This inspired riddle teaches us that in order to understand anything in life, we must first come to God, the Fountain of Life, and then see everything from His perspective.

You will never understand yourself or others until you see yourself and others in the light of the Lord. You will never understand marriage and family until you see it in the light of the Lord. You will never understand money and career until you see it in the light of the Lord. You will never understand mission and purpose in life until you see it in the light of the Lord. You will never understand anything until you see it in the light of the Lord.


After 35 years of faithful and (mostly) happy marriage. three kids, a couple of grandkids, I wait with bated breath for some Christian to finally explain it all to me.

(I normally don’t comment on this thread if it’s just somebody quoting the Bible, but if you are giving your own opinion you can expect a reply.)

Yeah really. I think I have a grip on it, thanks.

I shared the above from my phone and so was lazy about using the quote function. None of the above is my opinion. “In your light we see light” from Psalm 36:9 stopped me in my tracks when I read it and so I investigated. I saw several different interpretations and I even looked at the original Hebrew. I settled on the above interpretation. I’m not sure I am ready to or even interested in defending the above interpretation. At this point, I like it and that’s about it. More related to my motive, I believe it’s a good interpretation of what the writer of this Psalm was trying to convey (many interpretations bring Jesus into the picture which I don’t think is a good way to interpret many parts of the Old Testament).

I’m happy for you and your marriage and family situation. Not many Christians will be able to “explain it all” to you because we’re as messed up as everyone else!


Since it’s Palm Sunday, here’s some Bayesian analysis in John 12. The disciples didn’t know what Jesus was doing when he held a palm leaf and rode a donkey into Jerusalem. It was only after the glorification (crucifixion + resurrection + ascension) when they realized that what happened was Jesus fulfilling prophecy.

12 ¶ On the next day much people that were come to the feast, when they heard that Jesus was coming to Jerusalem,
13 Took branches of palm trees, and went forth to meet him, and cried, Hosanna: Blessed is the King of Israel that cometh in the name of the Lord.

## Tasks
1. From the thread, reproduce the passage that begins at the words "This inspired riddle" and stops after "from His perspective.".
2. Sum up the thread in three sentences.
3. Decide whether each statement agrees with the thread, answering yes or no and quoting the words that settle it. (a) The writer of one post looked at the original Hebrew of the psalm. (b) That writer is eager to defend the interpretation. (c) The disciples understood what Jesus was doing as he rode into Jerusalem.

## The data
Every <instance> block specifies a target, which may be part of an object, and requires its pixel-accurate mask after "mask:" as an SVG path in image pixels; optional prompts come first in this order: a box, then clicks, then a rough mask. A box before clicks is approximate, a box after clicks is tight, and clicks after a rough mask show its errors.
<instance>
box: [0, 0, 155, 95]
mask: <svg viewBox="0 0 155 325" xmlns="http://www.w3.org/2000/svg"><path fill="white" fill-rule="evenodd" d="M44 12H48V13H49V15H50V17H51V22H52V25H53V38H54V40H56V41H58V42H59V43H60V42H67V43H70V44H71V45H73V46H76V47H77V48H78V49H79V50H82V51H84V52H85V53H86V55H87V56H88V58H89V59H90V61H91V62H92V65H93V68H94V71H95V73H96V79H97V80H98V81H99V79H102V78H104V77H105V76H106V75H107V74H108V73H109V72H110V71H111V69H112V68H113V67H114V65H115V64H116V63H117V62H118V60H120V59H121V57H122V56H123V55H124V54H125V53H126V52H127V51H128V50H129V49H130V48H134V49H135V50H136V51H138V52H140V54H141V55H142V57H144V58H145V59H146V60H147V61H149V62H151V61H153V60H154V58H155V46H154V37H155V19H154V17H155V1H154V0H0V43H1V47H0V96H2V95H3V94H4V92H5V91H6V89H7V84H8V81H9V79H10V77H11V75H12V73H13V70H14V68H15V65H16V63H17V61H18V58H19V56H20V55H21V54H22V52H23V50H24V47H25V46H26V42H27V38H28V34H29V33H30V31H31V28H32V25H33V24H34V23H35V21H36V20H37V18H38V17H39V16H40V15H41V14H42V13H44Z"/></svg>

## Solutions in order
1.
This inspired riddle teaches us that in order to understand anything in life, we must first come to God, the Fountain of Life, and then see everything from His perspective.

2. One post says that nothing in life, from oneself to marriage, money and purpose, can be understood until it is seen in the light of the Lord. A reader married for 35 years replies that they are waiting for a Christian to explain it all, and the poster answers that the words were not their own opinion but an interpretation of "In your light we see light" from Psalm 36:9 that they settled on after study. A later post notes that the disciples did not know what Jesus was doing when he rode into Jerusalem and realized only after the glorification that he was fulfilling prophecy.

3.
(a) Yes: "I even looked at the original Hebrew."
(b) No: "I’m not sure I am ready to or even interested in defending the above interpretation."
(c) No: "The disciples didn’t know what Jesus was doing when he held a palm leaf and rode a donkey into Jerusalem."